BEGIN DATASET RECORDS

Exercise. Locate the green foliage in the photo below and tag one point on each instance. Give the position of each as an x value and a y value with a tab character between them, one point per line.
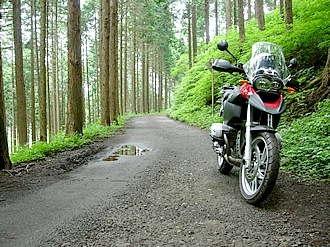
306	144
60	142
308	40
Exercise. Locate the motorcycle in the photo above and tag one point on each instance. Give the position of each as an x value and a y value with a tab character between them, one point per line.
251	112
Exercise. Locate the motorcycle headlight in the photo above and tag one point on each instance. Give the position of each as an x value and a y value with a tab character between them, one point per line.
267	84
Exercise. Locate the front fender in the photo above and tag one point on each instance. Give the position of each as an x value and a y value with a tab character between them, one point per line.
255	101
264	128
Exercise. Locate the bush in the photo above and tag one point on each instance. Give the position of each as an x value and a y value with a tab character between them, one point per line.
306	144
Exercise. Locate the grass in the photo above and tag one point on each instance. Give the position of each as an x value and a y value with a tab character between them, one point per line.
60	142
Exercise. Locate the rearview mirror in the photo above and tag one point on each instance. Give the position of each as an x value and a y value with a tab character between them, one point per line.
293	63
223	45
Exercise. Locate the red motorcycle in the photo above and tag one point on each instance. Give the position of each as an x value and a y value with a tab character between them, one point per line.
251	112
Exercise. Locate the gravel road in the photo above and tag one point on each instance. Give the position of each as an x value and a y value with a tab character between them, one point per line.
170	195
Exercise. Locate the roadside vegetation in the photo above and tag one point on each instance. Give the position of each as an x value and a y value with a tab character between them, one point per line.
60	142
305	126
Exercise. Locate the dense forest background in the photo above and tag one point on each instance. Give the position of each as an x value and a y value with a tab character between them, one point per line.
70	67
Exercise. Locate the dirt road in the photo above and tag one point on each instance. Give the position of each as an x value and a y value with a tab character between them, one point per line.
171	194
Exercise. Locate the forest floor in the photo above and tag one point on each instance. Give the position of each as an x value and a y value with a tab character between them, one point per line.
180	199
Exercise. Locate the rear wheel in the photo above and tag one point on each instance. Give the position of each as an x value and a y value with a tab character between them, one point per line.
257	180
223	166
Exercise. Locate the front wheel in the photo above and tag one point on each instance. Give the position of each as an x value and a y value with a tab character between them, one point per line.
223	166
257	180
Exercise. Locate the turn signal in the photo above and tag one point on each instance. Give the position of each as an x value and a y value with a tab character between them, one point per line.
243	82
290	90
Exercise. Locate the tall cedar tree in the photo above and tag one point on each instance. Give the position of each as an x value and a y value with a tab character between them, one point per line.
75	90
241	28
260	15
5	162
20	87
207	21
104	62
42	79
228	14
194	29
288	14
113	60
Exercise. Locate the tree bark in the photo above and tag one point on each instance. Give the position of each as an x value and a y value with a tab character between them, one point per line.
75	90
32	97
5	162
113	60
259	6
282	8
194	29
20	87
228	14
241	28
42	80
189	34
207	21
288	14
104	62
216	14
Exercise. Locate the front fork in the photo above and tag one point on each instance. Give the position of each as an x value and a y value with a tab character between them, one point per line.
248	137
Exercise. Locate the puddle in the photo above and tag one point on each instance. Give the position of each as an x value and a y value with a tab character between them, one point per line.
111	158
126	150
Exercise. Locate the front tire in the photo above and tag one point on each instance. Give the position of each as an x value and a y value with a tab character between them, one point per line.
223	166
257	181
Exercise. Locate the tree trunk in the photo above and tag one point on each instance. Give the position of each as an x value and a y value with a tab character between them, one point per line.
189	35
259	6
42	81
288	14
194	29
104	62
133	80
5	162
216	14
249	11
125	98
113	60
228	14
241	28
207	21
75	90
33	110
56	104
282	8
20	87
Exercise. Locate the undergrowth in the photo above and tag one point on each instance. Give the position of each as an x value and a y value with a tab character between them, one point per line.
306	144
60	142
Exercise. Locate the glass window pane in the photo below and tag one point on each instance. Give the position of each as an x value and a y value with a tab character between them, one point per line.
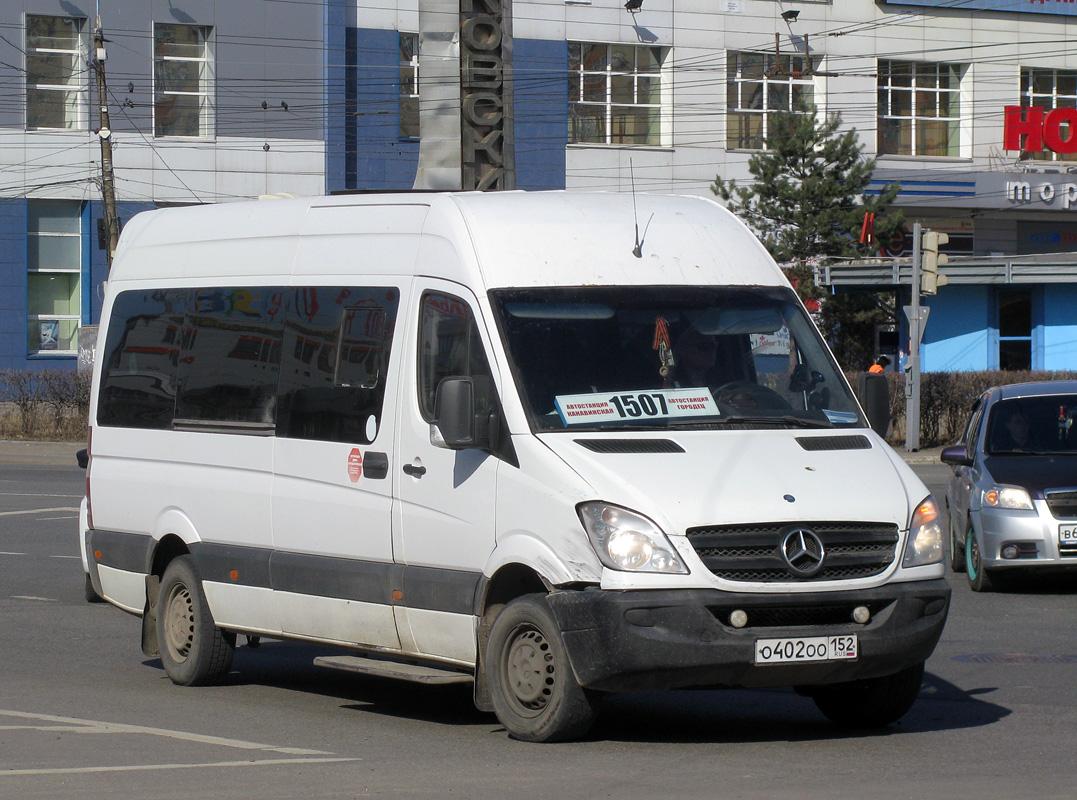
52	109
184	41
634	125
744	131
52	335
1067	84
178	115
1015	312
54	216
587	124
53	252
53	68
595	87
621	88
648	89
52	32
53	293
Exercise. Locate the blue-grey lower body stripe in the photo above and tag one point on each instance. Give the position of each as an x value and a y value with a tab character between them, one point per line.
457	591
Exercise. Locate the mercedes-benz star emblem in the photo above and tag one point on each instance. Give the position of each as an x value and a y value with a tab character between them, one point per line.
802	551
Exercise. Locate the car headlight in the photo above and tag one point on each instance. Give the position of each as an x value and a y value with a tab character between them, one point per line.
925	536
1006	496
628	541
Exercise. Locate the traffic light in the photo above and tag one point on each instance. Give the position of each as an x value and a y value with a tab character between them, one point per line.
931	260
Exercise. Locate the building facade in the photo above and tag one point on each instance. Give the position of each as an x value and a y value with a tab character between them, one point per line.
971	108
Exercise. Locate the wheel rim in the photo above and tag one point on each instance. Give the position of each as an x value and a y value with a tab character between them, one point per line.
971	558
179	622
529	671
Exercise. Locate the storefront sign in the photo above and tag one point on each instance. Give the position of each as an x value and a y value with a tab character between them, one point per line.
1032	129
485	99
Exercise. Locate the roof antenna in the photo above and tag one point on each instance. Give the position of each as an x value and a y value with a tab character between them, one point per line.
638	250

END DATASET RECORDS

*YOUR INSTRUCTIONS*.
Give the listing again, exactly as it appears, but without its images.

*SOLUTION FOR THIS EXERCISE*.
Exercise. Locate the green foliage in the photo below and tag one point on each instance. Give the position of each as an x value and a y value with a tab character between them, one point per line.
306	144
60	142
308	40
Exercise. Locate the motorcycle in the photo above and tag one point on each instance. Give the position of each as an x value and a y value with a tab character between them, one point per line.
251	112
Exercise. Locate the motorcycle headlight in the photo above and tag one point on each instance. Give the position of each as an x value and a y value with a tab character between them, one point per line.
267	84
Exercise. Locate the front fender in the photo above and tag one point on each instance. Give the position of each as an x value and a y value with a tab character between them, one point per line.
255	101
264	128
Exercise. Locate the bush in the photo above and tag one point on each instance. Give the position of each as an x value and a y value with a tab character between them, one point per line.
306	144
Exercise. Locate the grass in the photo above and tag one point on each instance. Give the position of each as an x value and a y value with a tab character between them, one point per line.
60	142
Exercise. Locate the rearview mirror in the photo above and tag one point on each instance. Give the position of each as an x value and a y value with a tab character between them, one point per line.
293	63
223	45
Exercise. Locate the red motorcycle in the photo above and tag one point on each instance. Give the position of each as an x value and a y value with a tab character between them, one point per line.
251	112
Exercise. Locate the gravel road in the photo above and tag one point on each instance. Give the position of each as an x value and a y value with a tab character between them, one point per line.
170	195
Exercise. Locate the roadside vegetation in the photo above and tag one point on each instance. Give the position of each as an x value and a y value with a tab character between them, one point per line.
60	142
305	126
Exercise. Locate the dense forest background in the photo above and tag one point on each instance. Give the position of each as an x value and a y value with a tab character between them, one point per line.
70	67
Exercise. Locate the dirt road in the photo above and tag one point on each instance. Give the position of each as an x value and a y value with a tab character between them, one point per line.
171	194
Exercise. Locate the forest floor in the photo above and tag one point on each instance. Give the position of each as an x value and a y value with a tab character between them, one point per line.
180	199
Exercise. Locate the rear wheel in the photo above and tag one point on each instance. Give the position of each as an x value and a y value with a tab character between them, one point per line.
257	180
223	166
Exercise. Locate the front wheel in the photo above and tag one point on each instance. Give the position of each as an x value and a y value with a tab character between them, one point per line.
223	166
257	180
Exercise. Locate the turn signal in the photo above and tag one point on each instance. Give the position of each as an x value and a y value with a tab character between them, one point per line.
243	82
290	90
Exercise. Locate the tall cedar tree in the photo above and tag one point on each instance. Give the position of each as an x value and a y value with a tab character between them, one point per line.
75	90
241	28
260	15
5	162
20	87
207	21
104	62
42	79
228	14
194	29
288	14
113	60
Exercise. Locate the tree bark in the photo above and tag one point on each instance. Give the position of each as an x value and a y value with a tab character between them, one point per line.
75	90
32	97
5	162
113	60
259	6
282	8
194	29
20	87
228	14
241	28
42	80
189	34
207	21
288	14
104	62
216	14
Exercise. Locate the front fork in the photo above and tag one point on each instance. Give the position of each as an x value and a y value with a tab character between them, one point per line.
248	137
Exercise. Locate the puddle in the photo above and tag one point on each instance. Give the position of each as an x value and a y value with a tab character between them, one point per line.
111	158
126	150
Exercise. Locate the front tire in the photo above and tag one point on each instance. Give the position of each as an x value and a y value with a tab character between them, one point per line.
223	166
257	181
Exercise. Locate the tree trunk in the photo above and tag one point on each instance. Give the position of each as an x value and a y value with a tab character between them, one point per line.
189	35
259	6
42	81
288	14
194	29
104	62
133	80
5	162
216	14
249	11
125	98
113	60
228	14
241	28
207	21
75	90
33	110
56	104
282	8
20	87
Exercise. Locate the undergrowth in the photo above and tag one point on each instance. Give the position of each as an x value and a y value with a tab character between them, one point per line.
306	144
60	142
Exercise. Locate the glass window pane in the photo below and tag one point on each instance. Give the position of each as an x value and a y value with a tab character between them, one point per line.
52	109
184	41
634	125
744	131
52	335
1067	84
178	115
1015	312
54	216
587	124
53	252
53	68
595	87
621	88
648	89
52	32
53	293
Exercise. Locate the blue-grey lower body stripe in the photo above and tag one point on each instance. Give the position of each as an x value and a y value with a tab character between them, one point per line.
457	591
Exercise. Locate the mercedes-benz star emblem in the photo above and tag one point on each instance. Give the position of each as an x value and a y value with a tab character between them, one point per line.
802	551
Exercise. Locate the car headlight in the photo above and tag one point on each instance. Give the position of each as an x value and a y value with a tab character between them, one point per line.
925	536
1006	496
628	541
Exercise. Locate the traffic light in the photo above and tag one point on each instance. Give the position of each as an x value and a y value with a tab character between them, one point per line.
931	260
Exercise. Locate the building facade in the photo above and tag one point on each instance. Give the position of each as an x value and a y value with a tab character between them, one point per line.
971	108
Exercise. Locate the wheel rim in the photo above and tag one point on each instance. Give the position of each as an x value and a y value with a tab character between them, one point per line.
971	558
179	622
529	671
Exercise. Locate the storefront sign in the photo above and tag one point on each instance. Give the position of each as an x value and a y value with a tab character between them, one point per line.
1032	129
485	99
Exercise. Locate the roof antenna in the photo above and tag one point on each instance. Give the position of each as an x value and a y value with a tab character between them, one point per line.
638	250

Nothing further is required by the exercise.